### [ASSIGNMENT]
Leave out all pictures while repeating the records exactly and completely.

### [DATA TO USE]
········
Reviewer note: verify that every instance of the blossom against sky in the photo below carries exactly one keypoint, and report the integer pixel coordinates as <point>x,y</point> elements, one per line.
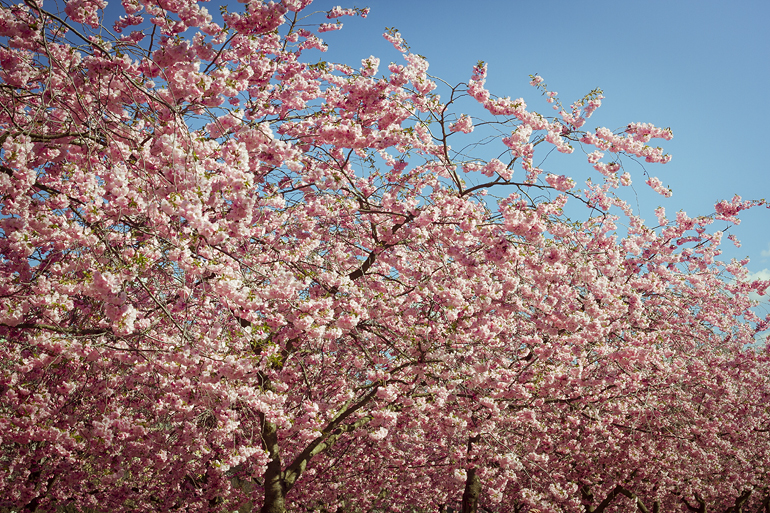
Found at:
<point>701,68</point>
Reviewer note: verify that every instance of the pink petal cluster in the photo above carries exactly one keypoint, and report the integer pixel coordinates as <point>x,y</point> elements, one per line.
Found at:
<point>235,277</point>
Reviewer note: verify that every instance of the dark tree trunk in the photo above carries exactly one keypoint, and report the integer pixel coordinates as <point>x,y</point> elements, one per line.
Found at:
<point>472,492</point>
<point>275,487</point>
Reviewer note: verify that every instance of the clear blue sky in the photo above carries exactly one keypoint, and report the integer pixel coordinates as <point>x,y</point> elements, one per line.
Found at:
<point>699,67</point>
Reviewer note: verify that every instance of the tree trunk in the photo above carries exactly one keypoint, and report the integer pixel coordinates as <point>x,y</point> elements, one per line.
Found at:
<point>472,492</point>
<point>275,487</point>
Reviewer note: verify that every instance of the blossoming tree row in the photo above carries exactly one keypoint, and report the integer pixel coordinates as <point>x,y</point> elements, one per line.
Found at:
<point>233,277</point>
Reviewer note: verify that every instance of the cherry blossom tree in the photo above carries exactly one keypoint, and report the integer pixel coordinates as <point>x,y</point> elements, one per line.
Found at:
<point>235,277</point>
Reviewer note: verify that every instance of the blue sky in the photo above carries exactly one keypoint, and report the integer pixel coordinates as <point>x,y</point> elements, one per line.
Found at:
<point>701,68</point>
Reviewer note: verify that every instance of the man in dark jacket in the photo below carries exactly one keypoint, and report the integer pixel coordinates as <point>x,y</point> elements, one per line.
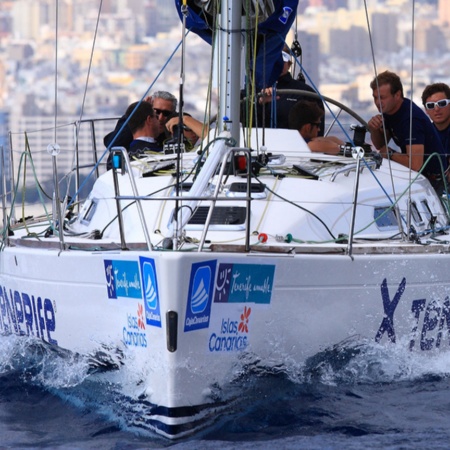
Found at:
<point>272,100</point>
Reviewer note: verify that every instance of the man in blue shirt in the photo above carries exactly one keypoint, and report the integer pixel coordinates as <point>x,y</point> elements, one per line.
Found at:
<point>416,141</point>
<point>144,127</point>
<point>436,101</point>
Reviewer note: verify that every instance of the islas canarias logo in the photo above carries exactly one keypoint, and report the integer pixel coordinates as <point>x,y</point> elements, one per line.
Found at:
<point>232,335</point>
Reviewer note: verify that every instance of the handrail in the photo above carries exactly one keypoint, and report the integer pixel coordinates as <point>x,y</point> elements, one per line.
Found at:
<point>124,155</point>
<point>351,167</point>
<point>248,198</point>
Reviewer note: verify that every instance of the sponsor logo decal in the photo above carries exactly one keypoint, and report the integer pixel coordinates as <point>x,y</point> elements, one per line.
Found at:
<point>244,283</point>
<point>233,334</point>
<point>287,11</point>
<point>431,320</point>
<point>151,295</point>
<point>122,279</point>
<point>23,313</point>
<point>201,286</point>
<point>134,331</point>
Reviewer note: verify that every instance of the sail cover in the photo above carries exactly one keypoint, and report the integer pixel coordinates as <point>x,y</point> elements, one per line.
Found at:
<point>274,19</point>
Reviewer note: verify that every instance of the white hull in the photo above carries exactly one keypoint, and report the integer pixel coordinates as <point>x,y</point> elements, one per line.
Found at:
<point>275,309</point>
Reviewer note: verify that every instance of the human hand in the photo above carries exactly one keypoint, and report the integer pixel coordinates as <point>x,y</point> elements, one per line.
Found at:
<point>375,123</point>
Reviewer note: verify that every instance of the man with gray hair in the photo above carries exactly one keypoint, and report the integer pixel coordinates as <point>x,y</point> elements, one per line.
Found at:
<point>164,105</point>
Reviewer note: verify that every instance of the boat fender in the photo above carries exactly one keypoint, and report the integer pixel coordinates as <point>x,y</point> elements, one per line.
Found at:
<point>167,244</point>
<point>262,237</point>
········
### [WRITTEN ANSWER]
Reviewer note: verify that every instance of the blossom against sky in the photo below carries exactly one keypoint, and report the integer pixel coordinates as <point>x,y</point> elements, one per line.
Found at:
<point>701,68</point>
Reviewer note: verify that every instance of the pink petal cluster in the photo above carries exactly one keypoint, and report the integer pixel coordinates as <point>x,y</point> elements, one per line.
Found at:
<point>235,277</point>
Reviewer note: verify that every instance of the dark tree trunk in the photo above carries exactly one keypoint, and report the integer pixel coordinates as <point>x,y</point> elements, one per line.
Found at:
<point>472,492</point>
<point>275,487</point>
Reviewer note: verify that every instance of the clear blue sky in the photo above carries exactly one keypoint, and report the integer pixel coordinates as <point>x,y</point> elements, one per line.
Found at:
<point>699,67</point>
Reviewer note: verify that every instance of the tree trunk in the photo above carries exactly one keypoint, and report the integer pixel coordinates as <point>x,y</point> elements, one per line.
Found at:
<point>472,492</point>
<point>275,487</point>
Reviewer note: verify that every instance of the blossoming tree row in the photo above carries exactly one keypoint, and report the integer pixel coordinates as <point>x,y</point> elements, one per line.
Found at:
<point>233,277</point>
Reviewer note: verify that every instance of the cherry blossom tree in the photo above carries exactly one keypoint, and report the integer pixel coordinates as <point>x,y</point> elements, one per line.
Found at:
<point>235,277</point>
Reviewer note: verify that every instance of the blue sky in the photo above carries exactly one keypoint, and report the integer pixel coordinates as <point>x,y</point> elements, one per line.
Found at:
<point>701,68</point>
Reviewer note: verify that every instance of the man in dark jacket in the photo below carries exactly one keypoint, and report the integer pixel coordinates as <point>x,y</point> elements, one per line.
Found at:
<point>272,100</point>
Reviewer note: verify that every instance of the man in blue shirt in the photo above carries exactly one keypoint, and report the integer pixel coordinates as <point>x,y</point> elements, one per line.
Found at:
<point>416,141</point>
<point>144,127</point>
<point>436,101</point>
Reviewer note: verify that every instance of the islas canarias logo in the photo above carries exactly one keypoint, and report the integer pixel coordinates as <point>x,y</point> elements, one per line.
Found at:
<point>232,335</point>
Reviewer note: verify that every instance of the handrail in the photo above carries exactly one keypoint, and report the integer pixel coordinates as <point>x,y</point> elements, one per line.
Found at:
<point>124,155</point>
<point>351,167</point>
<point>248,198</point>
Reviewer note: verify that every instance of the sponsor logo decal in the photo above carries exactly one keypoint, and report the integer pixel coordinates as <point>x,y</point> elements, one per line.
Found at:
<point>244,283</point>
<point>233,334</point>
<point>287,11</point>
<point>431,320</point>
<point>151,295</point>
<point>122,279</point>
<point>23,313</point>
<point>201,286</point>
<point>134,331</point>
Reviewer note: verify that every instance of the sail cover in the photo above carries exactly one keypoint, and report the integer pixel coordinates as <point>x,y</point> elements, one per line.
Found at:
<point>274,19</point>
Reviewer note: verify that every instance of the white hull in the photo above carries exactly one keypoint, and report the integer pixel coordinates as <point>x,y</point> elements, one per line.
Found at:
<point>275,309</point>
Reviewer note: verify that every instance of the human hand in the photo above carries exactly one keypoint, and report the integer pixel coordinates as <point>x,y</point> elements, one per line.
Found at:
<point>375,123</point>
Reviewer note: verify that every instance of the man with gray hair in the photo above carries exactly one keypoint, and report the integer pixel coordinates as <point>x,y</point> elements, one per line.
Found at:
<point>164,105</point>
Reviewer note: verify that every instance of the boat fender in the photo above carries exactly one keypoint, and report the integer pixel coordinates as <point>x,y</point> elements, one per line.
Found at:
<point>167,244</point>
<point>262,237</point>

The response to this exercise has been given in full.